Во время допроса самого Геринга Руденко не преминул воспользоваться этим красноречивым свидетельством:
«Руденко: 8 марта здесь, в судебном заседании, ваш свидетель Боденшатц заявил, что вы сказали ему в марте 1945 года, что много евреев убито и что за это придется дорого заплатить. Вы помните это показание вашего свидетеля?
Геринг: В такой форме, как оно теперь переведено, этого свидетельства я не помню вообще. Свидетель Боденшатц никогда не говорил этого подобным образом.
Руденко: А как говорил свидетель Боденшатц, вы помните?
Геринг: Он говорил, что, если война будет проиграна, это обойдется нам очень дорого.
Руденко: Убийства, которые вы совершали?
Геринг: Нет, вообще. И мы это сами увидели».
В данном случае очевидно, что советский обвинитель был совершенно прав и Боденшатц говорил именно то, что процитировал Руденко. Но в вопросе о холокосте Геринг отрицал свою осведомленность до последнего. Слишком уж постыдным перед историей было это преступление. А свидетельство Боденшатца полностью разрушало тезис рейхсмаршала о том, что когда он писал Гейдриху об «окончательном решении», то имел в виду только депортацию, а не истребление евреев. Получается, что Геринг прекрасно знал об истреблении евреев и понимал, что за это придется отвечать.
14 марта 1946 года Гильберт сообщил обвиняемым, что ночью скончался фельдмаршал Бломберг. Беседовавший в этот момент со своим адвокатом, Геринг, прервавшись на полуслове, заявил: «Мы все считаем, что потеряли человека чести», хотя в свое время именно он ничего не сделал для того, чтобы предотвратить унизительную отставку Бломберга.

• _Рабочие задания_:
A – Какого числа, согласно выбранному отрывку, Гильберт сообщил обвиняемым о смерти фельдмаршала Бломберга?
B – Сократите абзац выбранного отрывка, начинающийся словами «В данном случае очевидно», сохранив его основные факты.
Материал для выполнения заданий не нужен.

• _Показанные данные_:
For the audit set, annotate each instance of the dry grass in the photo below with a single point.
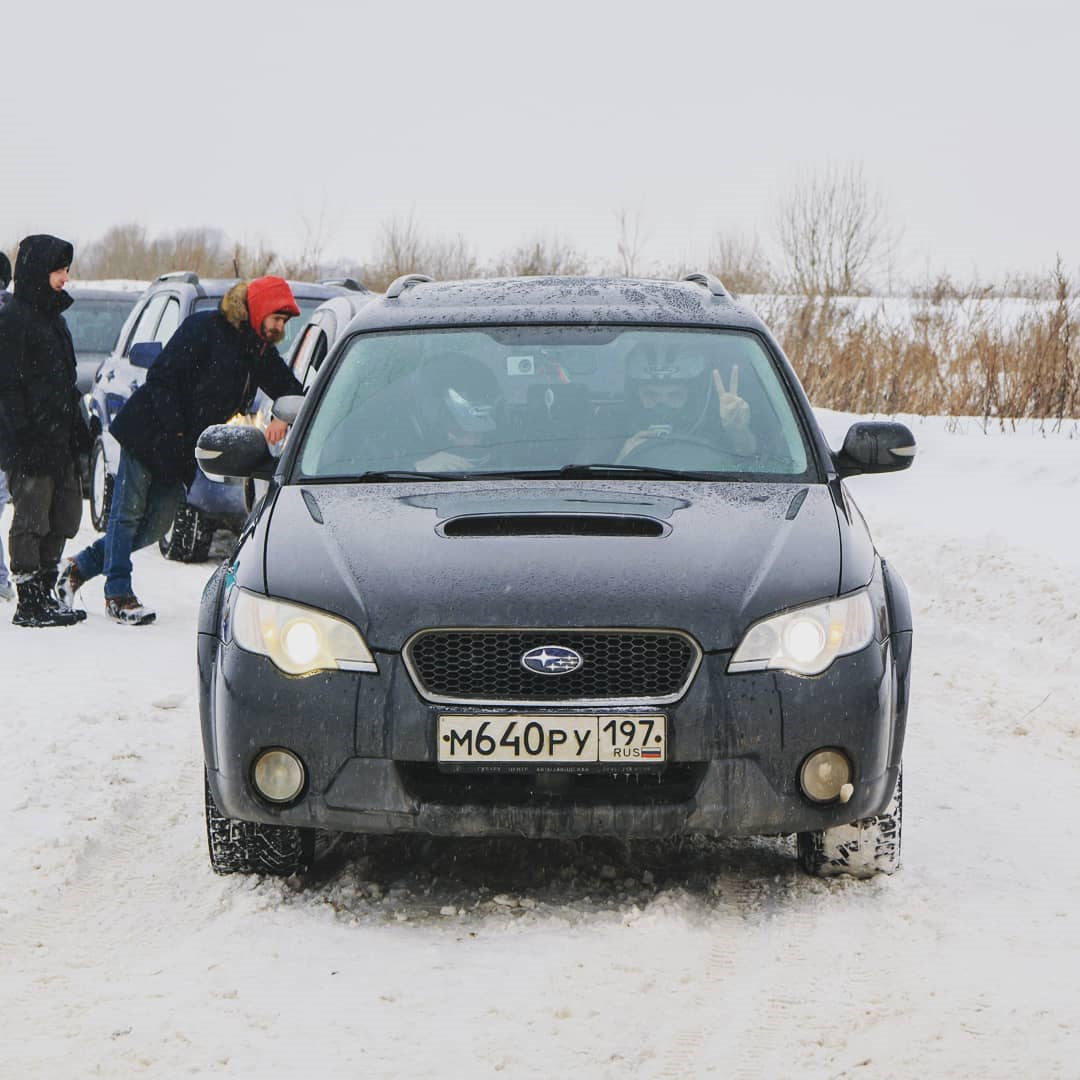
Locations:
(961, 355)
(949, 349)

• _Результаты_:
A – 14 марта 1946 года.

B – Советский обвинитель был прав: Боденшатц сказал именно то, что процитировал Руденко. Геринг до последнего отрицал, что знал о холокосте, поскольку это преступление было слишком постыдным перед историей. Свидетельство Боденшатца опровергало тезис рейхсмаршала о том, что, упоминая «окончательное решение» в письме Гейдриху, он подразумевал лишь депортацию, а не истребление евреев. Следовательно, Геринг знал об истреблении и понимал, что за это придется отвечать.